Requirement
Copy the data below verbatim, from the line with "entry: small gilded dome" to the line with "Trace every instance of the small", including both of those lines.

==================================================

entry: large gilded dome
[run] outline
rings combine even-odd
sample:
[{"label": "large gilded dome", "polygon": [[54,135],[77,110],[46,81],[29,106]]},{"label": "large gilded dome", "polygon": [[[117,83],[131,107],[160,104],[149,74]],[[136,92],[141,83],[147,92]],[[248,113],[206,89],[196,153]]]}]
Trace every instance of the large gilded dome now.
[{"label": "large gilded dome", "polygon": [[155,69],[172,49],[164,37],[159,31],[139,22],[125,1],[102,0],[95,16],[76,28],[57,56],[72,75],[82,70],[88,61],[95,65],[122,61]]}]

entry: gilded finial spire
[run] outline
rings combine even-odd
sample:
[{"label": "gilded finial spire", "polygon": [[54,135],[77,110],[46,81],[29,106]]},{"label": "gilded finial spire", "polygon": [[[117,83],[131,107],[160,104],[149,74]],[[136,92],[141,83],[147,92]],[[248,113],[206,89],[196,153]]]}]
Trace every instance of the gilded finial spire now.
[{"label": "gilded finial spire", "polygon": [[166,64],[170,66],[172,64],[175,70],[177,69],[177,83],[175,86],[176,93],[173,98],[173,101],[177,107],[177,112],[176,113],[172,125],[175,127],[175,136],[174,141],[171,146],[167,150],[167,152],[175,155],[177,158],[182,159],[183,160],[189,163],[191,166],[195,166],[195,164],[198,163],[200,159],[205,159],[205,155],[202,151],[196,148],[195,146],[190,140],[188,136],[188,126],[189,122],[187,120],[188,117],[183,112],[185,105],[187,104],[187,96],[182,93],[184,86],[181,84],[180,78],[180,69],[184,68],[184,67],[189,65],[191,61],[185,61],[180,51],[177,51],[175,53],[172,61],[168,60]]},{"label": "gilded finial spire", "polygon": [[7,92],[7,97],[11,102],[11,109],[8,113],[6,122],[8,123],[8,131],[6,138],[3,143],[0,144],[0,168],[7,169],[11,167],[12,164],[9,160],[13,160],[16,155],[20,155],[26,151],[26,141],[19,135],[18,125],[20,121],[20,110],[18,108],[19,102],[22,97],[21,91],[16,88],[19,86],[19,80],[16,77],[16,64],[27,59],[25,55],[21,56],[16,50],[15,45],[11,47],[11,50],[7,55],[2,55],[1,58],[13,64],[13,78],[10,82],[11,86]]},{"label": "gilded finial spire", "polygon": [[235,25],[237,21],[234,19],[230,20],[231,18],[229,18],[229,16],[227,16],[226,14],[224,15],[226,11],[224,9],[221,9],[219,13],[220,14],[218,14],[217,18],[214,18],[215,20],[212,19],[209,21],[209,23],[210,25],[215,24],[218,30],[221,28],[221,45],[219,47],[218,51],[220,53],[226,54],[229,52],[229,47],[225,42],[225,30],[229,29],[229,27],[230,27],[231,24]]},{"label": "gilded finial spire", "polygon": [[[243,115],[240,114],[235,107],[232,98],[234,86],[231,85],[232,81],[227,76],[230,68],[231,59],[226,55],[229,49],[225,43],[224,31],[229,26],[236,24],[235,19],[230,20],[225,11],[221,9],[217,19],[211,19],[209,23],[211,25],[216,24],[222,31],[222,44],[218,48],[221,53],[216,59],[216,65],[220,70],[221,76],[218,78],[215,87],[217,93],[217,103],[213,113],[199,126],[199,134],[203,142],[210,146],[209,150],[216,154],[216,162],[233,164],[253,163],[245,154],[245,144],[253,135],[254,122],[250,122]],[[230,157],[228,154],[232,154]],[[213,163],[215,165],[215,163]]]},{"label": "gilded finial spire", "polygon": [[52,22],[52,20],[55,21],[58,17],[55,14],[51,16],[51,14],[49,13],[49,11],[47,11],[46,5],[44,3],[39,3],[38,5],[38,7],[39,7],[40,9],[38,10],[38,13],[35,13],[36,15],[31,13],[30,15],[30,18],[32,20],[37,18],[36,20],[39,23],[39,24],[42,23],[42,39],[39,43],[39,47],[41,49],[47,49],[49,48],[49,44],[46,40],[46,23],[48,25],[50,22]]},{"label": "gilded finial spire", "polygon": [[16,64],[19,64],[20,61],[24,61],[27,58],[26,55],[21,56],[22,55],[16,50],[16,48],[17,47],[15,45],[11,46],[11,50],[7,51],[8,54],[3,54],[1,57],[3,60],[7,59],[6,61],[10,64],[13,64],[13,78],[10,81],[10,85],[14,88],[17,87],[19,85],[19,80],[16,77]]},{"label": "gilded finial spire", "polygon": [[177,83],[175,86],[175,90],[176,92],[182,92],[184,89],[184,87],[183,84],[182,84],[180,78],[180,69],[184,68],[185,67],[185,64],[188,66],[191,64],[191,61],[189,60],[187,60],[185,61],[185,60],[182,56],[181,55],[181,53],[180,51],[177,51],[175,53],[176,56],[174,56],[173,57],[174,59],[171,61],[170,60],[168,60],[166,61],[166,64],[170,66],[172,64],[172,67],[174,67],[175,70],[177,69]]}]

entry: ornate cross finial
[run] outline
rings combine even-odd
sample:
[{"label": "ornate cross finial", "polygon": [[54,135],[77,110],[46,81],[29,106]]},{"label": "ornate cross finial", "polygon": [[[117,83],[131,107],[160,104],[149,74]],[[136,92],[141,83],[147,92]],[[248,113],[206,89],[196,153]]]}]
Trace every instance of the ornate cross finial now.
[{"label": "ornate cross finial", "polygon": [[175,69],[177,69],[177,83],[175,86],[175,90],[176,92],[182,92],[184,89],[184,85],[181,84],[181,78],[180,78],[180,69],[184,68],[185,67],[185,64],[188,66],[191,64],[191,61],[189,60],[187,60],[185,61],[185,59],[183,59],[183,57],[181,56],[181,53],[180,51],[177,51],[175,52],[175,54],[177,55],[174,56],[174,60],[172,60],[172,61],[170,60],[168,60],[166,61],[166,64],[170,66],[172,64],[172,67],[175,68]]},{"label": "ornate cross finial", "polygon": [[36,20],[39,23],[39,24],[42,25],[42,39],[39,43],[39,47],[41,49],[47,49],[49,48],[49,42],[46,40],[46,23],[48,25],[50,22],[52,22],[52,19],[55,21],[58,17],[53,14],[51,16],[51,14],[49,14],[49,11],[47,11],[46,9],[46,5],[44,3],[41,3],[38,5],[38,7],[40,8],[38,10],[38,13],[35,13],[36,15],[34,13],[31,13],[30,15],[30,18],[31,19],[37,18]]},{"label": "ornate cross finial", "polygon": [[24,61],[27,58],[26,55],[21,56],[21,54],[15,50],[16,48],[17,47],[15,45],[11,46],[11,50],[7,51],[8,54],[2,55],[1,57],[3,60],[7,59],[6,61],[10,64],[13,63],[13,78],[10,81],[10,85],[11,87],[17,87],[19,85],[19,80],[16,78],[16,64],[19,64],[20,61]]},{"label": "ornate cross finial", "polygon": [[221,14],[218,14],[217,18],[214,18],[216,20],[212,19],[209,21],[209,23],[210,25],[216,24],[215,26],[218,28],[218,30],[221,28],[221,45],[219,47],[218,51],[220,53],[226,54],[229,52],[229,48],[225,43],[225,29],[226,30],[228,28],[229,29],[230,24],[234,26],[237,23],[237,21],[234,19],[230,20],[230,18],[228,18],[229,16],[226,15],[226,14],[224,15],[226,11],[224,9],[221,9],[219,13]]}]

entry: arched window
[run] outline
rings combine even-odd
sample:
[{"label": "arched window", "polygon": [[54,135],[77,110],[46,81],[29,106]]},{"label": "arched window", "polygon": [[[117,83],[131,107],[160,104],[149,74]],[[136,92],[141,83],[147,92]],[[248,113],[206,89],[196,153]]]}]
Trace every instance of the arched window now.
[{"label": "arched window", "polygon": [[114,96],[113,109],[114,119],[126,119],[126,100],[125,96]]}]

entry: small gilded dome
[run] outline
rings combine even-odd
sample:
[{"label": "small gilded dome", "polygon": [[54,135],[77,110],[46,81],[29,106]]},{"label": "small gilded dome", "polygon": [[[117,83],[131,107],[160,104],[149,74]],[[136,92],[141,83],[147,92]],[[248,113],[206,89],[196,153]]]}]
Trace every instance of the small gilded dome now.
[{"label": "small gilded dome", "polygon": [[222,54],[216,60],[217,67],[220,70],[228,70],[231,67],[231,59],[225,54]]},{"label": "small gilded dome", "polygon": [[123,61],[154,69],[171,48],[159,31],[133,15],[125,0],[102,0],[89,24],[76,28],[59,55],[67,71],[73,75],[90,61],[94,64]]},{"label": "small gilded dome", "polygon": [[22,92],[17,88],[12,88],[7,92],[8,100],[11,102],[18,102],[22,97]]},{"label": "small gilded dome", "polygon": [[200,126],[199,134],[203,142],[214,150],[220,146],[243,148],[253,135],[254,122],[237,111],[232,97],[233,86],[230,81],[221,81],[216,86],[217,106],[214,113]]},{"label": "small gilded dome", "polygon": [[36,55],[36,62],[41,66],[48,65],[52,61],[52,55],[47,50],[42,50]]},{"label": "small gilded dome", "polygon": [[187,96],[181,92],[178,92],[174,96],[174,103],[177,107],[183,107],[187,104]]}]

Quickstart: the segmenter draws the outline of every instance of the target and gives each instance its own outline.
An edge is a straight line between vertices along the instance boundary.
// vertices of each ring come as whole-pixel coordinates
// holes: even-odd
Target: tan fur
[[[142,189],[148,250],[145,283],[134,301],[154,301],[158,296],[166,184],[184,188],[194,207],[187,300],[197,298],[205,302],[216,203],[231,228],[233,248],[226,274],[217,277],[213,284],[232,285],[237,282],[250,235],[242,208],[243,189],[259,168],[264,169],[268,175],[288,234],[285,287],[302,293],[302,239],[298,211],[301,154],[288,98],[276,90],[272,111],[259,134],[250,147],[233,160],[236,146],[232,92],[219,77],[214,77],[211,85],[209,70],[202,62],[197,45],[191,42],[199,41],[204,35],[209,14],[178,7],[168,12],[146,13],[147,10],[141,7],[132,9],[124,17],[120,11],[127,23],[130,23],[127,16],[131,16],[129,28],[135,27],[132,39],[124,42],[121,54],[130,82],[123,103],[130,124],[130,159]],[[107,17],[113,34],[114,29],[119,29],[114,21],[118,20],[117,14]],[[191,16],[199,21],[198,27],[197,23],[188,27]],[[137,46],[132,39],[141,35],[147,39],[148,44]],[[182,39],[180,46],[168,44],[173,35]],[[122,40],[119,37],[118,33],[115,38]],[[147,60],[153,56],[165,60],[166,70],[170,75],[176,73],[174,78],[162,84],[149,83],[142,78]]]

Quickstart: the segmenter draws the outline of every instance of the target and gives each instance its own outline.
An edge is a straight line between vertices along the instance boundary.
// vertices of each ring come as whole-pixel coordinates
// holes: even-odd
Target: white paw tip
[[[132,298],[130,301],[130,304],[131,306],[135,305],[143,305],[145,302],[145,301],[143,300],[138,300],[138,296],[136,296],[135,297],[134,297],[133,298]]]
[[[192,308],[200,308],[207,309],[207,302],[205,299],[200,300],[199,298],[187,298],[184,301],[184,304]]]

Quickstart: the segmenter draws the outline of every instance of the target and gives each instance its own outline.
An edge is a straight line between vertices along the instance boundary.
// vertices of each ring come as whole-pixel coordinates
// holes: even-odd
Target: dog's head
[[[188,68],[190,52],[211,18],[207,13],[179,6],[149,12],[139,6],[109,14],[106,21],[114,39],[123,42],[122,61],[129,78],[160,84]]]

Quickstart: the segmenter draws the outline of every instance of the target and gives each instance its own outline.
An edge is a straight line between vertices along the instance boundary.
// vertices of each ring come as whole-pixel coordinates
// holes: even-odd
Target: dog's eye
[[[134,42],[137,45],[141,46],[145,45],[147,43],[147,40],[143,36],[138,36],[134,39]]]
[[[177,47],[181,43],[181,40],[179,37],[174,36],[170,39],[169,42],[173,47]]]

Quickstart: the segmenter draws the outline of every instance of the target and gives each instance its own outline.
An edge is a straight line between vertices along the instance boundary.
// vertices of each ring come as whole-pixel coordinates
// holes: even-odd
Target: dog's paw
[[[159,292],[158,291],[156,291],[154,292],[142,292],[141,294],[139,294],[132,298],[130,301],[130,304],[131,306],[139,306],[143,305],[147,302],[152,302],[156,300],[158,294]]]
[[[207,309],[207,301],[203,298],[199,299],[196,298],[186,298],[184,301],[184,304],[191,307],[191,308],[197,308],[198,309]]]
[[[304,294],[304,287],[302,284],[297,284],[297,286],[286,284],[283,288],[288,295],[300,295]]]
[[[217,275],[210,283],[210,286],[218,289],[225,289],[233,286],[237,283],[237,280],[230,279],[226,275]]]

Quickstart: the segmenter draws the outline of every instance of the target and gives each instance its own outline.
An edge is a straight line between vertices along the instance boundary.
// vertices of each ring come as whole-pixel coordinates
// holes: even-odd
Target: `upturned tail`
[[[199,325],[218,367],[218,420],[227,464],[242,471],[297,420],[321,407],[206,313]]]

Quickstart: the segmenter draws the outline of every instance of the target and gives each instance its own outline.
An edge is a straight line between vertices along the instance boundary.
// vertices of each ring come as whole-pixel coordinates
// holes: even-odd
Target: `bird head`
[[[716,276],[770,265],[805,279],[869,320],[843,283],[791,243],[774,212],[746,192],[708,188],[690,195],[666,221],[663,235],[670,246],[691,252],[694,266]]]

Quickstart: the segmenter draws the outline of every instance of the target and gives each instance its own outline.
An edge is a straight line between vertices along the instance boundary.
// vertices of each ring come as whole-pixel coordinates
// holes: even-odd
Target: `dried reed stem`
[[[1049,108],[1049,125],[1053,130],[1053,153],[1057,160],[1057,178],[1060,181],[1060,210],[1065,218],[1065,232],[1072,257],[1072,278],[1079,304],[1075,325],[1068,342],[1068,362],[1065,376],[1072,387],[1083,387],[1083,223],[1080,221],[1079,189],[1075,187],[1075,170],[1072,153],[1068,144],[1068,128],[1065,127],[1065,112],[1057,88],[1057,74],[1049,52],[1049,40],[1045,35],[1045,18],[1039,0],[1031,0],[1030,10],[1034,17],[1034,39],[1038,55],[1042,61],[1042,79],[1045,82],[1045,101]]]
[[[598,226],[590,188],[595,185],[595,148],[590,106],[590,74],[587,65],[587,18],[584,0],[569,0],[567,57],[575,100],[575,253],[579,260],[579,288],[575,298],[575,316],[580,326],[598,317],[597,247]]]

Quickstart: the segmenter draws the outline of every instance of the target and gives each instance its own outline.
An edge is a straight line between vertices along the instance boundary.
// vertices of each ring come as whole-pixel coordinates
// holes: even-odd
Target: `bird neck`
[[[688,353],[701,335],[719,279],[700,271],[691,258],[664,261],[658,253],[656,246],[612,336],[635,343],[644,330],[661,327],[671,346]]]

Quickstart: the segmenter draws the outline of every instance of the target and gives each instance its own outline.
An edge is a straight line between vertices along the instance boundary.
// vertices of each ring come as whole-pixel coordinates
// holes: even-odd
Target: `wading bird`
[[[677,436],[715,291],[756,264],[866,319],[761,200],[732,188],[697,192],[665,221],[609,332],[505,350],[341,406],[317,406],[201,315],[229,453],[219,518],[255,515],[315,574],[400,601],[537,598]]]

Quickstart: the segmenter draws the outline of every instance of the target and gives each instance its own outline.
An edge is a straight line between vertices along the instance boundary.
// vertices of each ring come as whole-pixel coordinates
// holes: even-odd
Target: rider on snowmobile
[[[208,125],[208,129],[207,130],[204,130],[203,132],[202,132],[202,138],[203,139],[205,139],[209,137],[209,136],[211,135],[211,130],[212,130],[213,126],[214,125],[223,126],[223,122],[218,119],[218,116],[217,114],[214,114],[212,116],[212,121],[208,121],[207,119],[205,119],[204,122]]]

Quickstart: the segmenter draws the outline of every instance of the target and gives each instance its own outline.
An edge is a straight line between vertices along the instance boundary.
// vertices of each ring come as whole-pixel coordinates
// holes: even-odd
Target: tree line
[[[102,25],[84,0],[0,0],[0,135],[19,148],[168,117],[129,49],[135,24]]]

==================================================

Full output
entry: small gilded dome
[run] outline
rings combine even-odd
sample:
[{"label": "small gilded dome", "polygon": [[54,135],[77,110],[46,81],[29,106]]},{"label": "small gilded dome", "polygon": [[[117,83],[131,107],[160,104],[149,74]],[[136,92],[141,83],[147,92]],[[248,113],[206,89],[196,153]]]}]
Trace every instance of the small gilded dome now.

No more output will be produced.